***** Entries shown

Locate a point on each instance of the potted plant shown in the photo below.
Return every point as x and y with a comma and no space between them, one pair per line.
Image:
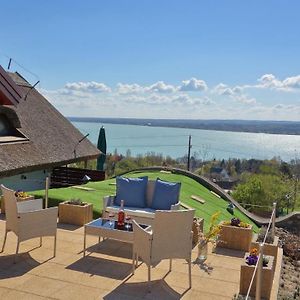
75,212
210,236
271,244
235,234
247,269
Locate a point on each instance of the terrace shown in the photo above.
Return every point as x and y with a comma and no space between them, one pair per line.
105,273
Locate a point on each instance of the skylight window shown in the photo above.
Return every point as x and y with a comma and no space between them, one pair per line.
8,133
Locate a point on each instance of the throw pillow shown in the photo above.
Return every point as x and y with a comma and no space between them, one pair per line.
132,191
165,194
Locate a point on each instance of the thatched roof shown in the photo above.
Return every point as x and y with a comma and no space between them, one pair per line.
51,137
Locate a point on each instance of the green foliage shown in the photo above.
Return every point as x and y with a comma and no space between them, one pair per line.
188,187
262,189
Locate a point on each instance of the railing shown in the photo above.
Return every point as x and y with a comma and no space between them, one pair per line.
259,265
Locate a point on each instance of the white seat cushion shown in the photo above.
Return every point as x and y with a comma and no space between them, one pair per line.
134,211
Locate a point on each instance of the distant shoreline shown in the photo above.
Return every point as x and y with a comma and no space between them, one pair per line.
271,127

**********

▶ _Requirement_: Copy the rows word for word, starting with the line containing "Locate a point on each instance of the white" and going on through the end of the rows above.

▶ _Reply_:
Locate a point on each instance of the white seat cushion shown in the photo above.
Return every point as x and y with a comma and no space between them, one pair per line.
134,211
Locate a point on each instance of the distant shoreline shown in the photo above.
Return every point as x and y with a comma and no space between them, one pair per line.
271,127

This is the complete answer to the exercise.